• [Tugas Latihan]: Tolong salin tanpa perubahan bagian teks tentang perlawanan Aceh terhadap Portugis di bawah, dari "Setelah mempersiapkan pasukannya, pada" sampai "dengan Kesultanan Johor.".

Apapun yang terjadi, rakyat Aceh dan para pemimpinnya tetap memiliki pendirian dan semangat untuk terus berdaulat dan menentang dominasi orang asing. Oleh karena itu, jiwa dan semangat juang untuk mengusir Portugis dari Malaka tidak pernah padam. Pada masa pemerintahan Sultan Iskandar Muda (1607-1639), semangat juang mempertahankan tanah air dan mengusir penjajaha asing semakin meningkat. Bahkan pada masa pemerintahan Iskandar Muda ini mulai memutuskan hubungan dan menolak kehadiran VOC Iskandar Muda adalah raja yang gagah berani dan bercita cita untuk mengenyahkan penjajahan asing, termasuk mengusir Portugis dari Malaka. Iskandar Muda juga menentang kesewenang-wenangan VOC yang sudah berkuasa di Batavia


Dalam rangka melawan Portugis di Malaka, Sultan Iskandar Muda berusaha untuk melipatgandakan kekuatan pasukannya. Angkatan lautnya diperkuat dengan kapal-kapal besar yang dapat mengangkut 600-800 prajurit. Pasukan kavaleri dilengkapi dengan kuda-kuda dari Persia bahkan, Aceh juga menyiapkan pasukan gajah dan milisi infanteri. Sementara itu untuk mengamankan wilayahnya yang semakin luas meliputi Sumatera Timur dan Sumatera Barat, ditempatkan para pengawas di jalur-jalur perdagangan Para pengawas itu ditempatkan di pelabuhan-pelabuhan penting seperti di Panaman Para pengawas itu umumnya terdiri para panglima perang,


Setelah mempersiapkan pasukannya, pada tahun 1629 Iskandar Muda melancarkan serangan ke Malaka. Menghadapi serangan kali ini Portugis sempat kewalahan Portugis harus mengerahkan semua kekuatan tentara dan persenjataan untuk menghadapi pasukan Iskandar Muda. Namun, serangan Aceh kali ini juga belum berhasil mengusir Portugis dari Malaka. Hubungan Aceh dan Portugis semakin memburuk Bentrokan-bentrokan antara kedua belah pihak masih sering terjadi, tetapi Portugis tetap tidak berhasil menguasai Aceh dan begitu juga Aceh tidak berhasil mengusir Portugis dari Malaka. Portugis dapat diusir dari Malaka oleh VOC pada tahun 1641, setelah VOC bersekutu dengan Kesultanan Johor.

• [Kumpulan Data]:
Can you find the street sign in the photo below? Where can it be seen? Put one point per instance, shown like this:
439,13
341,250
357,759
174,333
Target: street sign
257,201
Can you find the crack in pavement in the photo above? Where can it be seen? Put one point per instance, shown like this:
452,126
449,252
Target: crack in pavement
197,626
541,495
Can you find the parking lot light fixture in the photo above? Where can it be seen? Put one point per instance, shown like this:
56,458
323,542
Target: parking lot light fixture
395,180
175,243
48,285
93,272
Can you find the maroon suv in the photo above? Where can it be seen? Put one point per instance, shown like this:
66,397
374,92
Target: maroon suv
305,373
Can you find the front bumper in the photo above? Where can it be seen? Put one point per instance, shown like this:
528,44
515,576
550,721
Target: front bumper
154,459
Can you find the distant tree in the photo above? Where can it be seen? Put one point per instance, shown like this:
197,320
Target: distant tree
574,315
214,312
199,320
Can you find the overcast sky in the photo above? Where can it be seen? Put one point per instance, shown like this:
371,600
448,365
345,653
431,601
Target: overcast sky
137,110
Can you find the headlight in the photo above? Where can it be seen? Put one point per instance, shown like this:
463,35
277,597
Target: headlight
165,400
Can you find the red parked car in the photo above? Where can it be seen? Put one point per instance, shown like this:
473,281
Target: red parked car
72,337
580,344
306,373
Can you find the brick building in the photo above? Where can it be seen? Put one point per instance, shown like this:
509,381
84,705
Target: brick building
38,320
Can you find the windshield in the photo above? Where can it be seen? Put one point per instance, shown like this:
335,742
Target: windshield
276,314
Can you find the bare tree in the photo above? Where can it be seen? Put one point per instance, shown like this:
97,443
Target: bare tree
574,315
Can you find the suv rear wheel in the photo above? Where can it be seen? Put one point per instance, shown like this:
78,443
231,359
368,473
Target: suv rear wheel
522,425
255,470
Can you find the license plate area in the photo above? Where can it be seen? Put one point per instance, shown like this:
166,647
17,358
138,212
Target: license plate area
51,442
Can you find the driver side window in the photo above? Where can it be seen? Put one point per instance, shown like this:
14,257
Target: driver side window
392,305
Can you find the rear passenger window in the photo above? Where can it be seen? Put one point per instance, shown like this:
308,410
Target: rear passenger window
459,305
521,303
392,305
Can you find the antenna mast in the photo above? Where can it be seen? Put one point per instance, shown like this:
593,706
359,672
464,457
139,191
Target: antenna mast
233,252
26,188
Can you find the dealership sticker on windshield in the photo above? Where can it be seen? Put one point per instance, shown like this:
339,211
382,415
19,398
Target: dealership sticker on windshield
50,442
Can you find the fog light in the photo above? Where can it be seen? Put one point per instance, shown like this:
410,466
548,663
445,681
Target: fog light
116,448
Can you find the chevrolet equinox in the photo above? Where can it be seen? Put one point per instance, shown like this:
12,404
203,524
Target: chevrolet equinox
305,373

• [Jawaban Tertulis]:
Setelah mempersiapkan pasukannya, pada tahun 1629 Iskandar Muda melancarkan serangan ke Malaka. Menghadapi serangan kali ini Portugis sempat kewalahan Portugis harus mengerahkan semua kekuatan tentara dan persenjataan untuk menghadapi pasukan Iskandar Muda. Namun, serangan Aceh kali ini juga belum berhasil mengusir Portugis dari Malaka. Hubungan Aceh dan Portugis semakin memburuk Bentrokan-bentrokan antara kedua belah pihak masih sering terjadi, tetapi Portugis tetap tidak berhasil menguasai Aceh dan begitu juga Aceh tidak berhasil mengusir Portugis dari Malaka. Portugis dapat diusir dari Malaka oleh VOC pada tahun 1641, setelah VOC bersekutu dengan Kesultanan Johor.